_Source excerpt_
-- BEGIN --

Each script configures:

  • Learning rate and optimizer settings (AdamW with weight decay)
  • Batch size and gradient accumulation steps for memory efficiency
  • Number of generations per prompt for diverse training signals
  • Maximum sequence lengths for input and output
  • Training epochs and checkpointing frequency
  • LoRA parameters (rank, alpha, dropout) for adapter configuration
  • Evaluation frequency and criteria

Example Usage

# Train a dynamic model with multiple task types and custom parameters
python -m grpo.dynamic_qwen0 --learning_rate 2e-5 --lora_r 32 --lora_alpha 64 --dropout 0.05 --wandb_project "math_dynamic_training"

# Train a model specifically for programming tasks with larger batch size
python -m grpo.programming_qwen0 --batch_size 8 --gradient_accumulation_steps 4 --max_seq_length 2048 --save_steps 200

# Train a model for tutoring and error identification with custom dataset
python -m grpo.tutor_grpo --dataset "username/math_errors_dataset" --epochs 5 --eval_steps 100 --max_steps 10000

Model Export and Deployment

After training, models can be exported using auxilary.export_model.py with various options:

# Basic export with default settings
python -m auxilary.export_model --model-name unsloth/Qwen1.5-7B --checkpoint checkpoints/dynamic_0_20240315 --output-dir models/dynamic_0

# Export with quantization for deployment efficiency
python -m auxilary.export_model --model-name unsloth/Qwen1.5-7B --checkpoint checkpoints/tutor_20240315 --output-dir models/tutor --quantize --bits 4

# Export with specific adapter configuration
python -m auxilary.export_model --model-name unsloth/Qwen1.5-7B --checkpoint checkpoints/programming_20240315 --output-dir models/programming --adapter-name "programming_adapter"

-- END --

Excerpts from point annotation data

-- BEGIN --

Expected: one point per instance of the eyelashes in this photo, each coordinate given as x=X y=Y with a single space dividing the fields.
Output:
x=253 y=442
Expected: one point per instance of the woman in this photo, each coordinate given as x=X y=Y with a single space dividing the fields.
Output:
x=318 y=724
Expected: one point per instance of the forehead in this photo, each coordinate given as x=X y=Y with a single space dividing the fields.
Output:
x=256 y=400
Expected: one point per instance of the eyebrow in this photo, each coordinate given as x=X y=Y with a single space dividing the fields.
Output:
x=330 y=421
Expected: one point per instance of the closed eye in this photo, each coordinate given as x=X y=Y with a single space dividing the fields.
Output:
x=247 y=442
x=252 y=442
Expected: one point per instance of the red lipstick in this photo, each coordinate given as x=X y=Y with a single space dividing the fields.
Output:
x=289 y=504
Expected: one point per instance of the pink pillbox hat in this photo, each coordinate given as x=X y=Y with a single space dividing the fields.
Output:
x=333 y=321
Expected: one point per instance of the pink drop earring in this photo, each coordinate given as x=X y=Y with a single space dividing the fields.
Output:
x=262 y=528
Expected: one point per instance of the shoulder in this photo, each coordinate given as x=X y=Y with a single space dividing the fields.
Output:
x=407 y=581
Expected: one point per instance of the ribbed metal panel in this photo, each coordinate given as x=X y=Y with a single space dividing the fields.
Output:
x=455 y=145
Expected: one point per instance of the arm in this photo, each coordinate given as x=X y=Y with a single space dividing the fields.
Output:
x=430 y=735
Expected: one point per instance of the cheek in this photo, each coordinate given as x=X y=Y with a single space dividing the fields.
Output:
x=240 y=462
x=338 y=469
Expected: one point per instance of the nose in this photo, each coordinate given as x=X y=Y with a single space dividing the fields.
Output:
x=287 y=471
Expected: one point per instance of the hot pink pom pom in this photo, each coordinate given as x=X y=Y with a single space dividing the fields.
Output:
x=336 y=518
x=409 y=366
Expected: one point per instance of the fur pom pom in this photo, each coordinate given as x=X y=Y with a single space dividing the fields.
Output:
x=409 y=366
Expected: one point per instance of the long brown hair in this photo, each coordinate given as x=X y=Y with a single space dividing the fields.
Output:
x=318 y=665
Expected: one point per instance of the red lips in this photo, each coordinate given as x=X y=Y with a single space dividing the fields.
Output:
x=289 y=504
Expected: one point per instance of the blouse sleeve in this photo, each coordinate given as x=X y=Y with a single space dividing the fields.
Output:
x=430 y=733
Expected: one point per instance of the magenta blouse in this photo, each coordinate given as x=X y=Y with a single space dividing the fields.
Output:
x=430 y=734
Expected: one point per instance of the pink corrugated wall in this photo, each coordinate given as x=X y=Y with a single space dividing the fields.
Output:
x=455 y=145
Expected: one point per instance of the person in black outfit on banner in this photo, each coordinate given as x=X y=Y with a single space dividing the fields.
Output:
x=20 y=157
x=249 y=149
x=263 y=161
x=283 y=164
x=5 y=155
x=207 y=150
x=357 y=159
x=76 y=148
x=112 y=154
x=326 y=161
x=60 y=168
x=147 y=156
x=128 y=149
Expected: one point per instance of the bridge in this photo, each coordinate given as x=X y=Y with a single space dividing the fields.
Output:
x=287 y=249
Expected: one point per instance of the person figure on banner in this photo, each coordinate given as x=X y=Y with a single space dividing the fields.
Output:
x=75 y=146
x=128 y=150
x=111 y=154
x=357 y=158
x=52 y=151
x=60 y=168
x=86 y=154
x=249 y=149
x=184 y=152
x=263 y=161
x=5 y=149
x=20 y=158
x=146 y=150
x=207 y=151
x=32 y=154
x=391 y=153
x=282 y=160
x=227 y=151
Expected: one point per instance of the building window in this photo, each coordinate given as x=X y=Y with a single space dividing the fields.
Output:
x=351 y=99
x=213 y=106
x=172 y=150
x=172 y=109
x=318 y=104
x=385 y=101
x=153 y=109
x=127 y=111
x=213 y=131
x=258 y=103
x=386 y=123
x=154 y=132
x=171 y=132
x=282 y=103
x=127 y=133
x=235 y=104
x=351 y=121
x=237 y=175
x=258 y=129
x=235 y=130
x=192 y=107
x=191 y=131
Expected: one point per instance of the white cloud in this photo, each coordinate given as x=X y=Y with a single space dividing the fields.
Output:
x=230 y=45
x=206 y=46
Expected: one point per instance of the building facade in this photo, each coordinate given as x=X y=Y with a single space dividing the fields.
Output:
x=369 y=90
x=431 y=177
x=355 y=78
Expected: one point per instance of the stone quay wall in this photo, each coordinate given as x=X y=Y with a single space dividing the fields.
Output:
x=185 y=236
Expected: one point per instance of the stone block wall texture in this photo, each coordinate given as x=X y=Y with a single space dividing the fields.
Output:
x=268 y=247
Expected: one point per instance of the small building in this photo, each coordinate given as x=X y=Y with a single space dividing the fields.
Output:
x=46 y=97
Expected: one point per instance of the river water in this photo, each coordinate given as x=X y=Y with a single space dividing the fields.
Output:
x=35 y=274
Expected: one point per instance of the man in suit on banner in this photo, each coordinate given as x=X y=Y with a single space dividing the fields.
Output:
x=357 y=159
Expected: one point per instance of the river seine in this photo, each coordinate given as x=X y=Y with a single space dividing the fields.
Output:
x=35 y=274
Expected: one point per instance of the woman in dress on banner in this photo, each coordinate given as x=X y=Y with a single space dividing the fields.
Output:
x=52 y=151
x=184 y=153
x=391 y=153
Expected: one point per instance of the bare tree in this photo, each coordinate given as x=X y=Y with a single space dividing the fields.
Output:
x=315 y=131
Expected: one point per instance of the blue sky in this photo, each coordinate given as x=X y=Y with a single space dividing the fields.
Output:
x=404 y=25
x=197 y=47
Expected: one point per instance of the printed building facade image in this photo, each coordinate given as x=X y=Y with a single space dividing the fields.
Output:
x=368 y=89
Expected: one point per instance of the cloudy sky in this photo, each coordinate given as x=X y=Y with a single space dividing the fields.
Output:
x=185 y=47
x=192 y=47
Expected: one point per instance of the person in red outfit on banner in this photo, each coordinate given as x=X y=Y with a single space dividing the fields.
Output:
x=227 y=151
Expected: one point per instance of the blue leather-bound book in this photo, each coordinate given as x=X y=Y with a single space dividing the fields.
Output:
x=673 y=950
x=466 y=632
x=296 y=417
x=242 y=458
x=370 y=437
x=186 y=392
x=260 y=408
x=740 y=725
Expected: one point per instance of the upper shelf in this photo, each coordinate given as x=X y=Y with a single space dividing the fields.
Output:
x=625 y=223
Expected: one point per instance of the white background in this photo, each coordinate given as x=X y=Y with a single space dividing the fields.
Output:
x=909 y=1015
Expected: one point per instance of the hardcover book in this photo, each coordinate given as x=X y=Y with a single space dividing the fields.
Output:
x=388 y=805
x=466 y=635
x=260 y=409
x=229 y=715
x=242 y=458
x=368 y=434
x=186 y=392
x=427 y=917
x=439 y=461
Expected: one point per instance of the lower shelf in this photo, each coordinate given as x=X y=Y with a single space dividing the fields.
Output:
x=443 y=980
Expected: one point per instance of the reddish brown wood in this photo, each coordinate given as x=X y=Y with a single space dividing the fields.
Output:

-- END --

_Written exercise A_
According to the source excerpt, which optimizer do the training scripts configure?
_Written exercise B_
Translate this sentence from the source excerpt into Spanish: "After training, models can be exported using auxilary.export_model.py with various options:"

_Finished answer A_
AdamW with weight decay.

_Finished answer B_
Después del entrenamiento, los modelos se pueden exportar mediante auxilary.export_model.py con diversas opciones: